Input data:
· · · · · · ·

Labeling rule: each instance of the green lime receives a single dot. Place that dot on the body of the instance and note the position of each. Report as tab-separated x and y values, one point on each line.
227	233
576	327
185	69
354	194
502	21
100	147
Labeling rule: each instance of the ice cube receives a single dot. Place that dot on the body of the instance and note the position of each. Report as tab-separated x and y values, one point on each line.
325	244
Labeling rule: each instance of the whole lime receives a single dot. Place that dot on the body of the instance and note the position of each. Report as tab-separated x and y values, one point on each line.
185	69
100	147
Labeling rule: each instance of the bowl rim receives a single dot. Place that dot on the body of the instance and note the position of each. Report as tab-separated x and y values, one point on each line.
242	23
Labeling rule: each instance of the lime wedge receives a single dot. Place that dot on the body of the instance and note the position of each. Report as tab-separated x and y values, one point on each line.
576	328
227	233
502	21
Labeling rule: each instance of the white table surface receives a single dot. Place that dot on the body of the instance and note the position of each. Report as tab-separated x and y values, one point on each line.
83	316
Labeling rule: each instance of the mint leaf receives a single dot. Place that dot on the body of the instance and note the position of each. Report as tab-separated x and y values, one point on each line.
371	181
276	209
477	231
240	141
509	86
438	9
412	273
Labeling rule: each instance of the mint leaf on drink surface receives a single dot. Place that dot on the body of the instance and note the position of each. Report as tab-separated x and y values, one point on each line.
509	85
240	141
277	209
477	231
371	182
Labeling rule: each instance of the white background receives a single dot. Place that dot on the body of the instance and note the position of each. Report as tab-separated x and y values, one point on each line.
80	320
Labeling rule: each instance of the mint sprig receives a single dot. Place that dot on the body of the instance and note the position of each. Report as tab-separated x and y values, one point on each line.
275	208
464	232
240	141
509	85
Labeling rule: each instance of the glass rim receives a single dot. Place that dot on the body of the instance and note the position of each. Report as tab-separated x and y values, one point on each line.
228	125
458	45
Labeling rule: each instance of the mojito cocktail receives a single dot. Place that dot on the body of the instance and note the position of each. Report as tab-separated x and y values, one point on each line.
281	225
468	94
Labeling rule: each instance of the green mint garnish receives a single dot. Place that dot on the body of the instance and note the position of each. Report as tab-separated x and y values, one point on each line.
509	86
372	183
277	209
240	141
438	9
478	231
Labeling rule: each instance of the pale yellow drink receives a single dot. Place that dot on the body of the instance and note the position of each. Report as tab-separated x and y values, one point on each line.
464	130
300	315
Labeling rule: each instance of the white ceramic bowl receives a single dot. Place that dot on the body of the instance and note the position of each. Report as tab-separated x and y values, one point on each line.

· · · · · · ·

What you need to do: For this exercise, the answer is the lines from the one containing "Labeling rule: each instance of the pale" through the end of the listing above, reproduced exactly.

The answer:
Labeling rule: each instance of the pale yellow drink receives a single dot. Place that dot on the body of the instance and note the position of each. Report as tab-separated x and y values, one point on each line.
464	130
300	315
Labeling rule: each instance of the white ceramic bowl receives a single dot. Place that dot on the body of the instance and note the position of each. Report as tab-separated x and y values, one point on each line.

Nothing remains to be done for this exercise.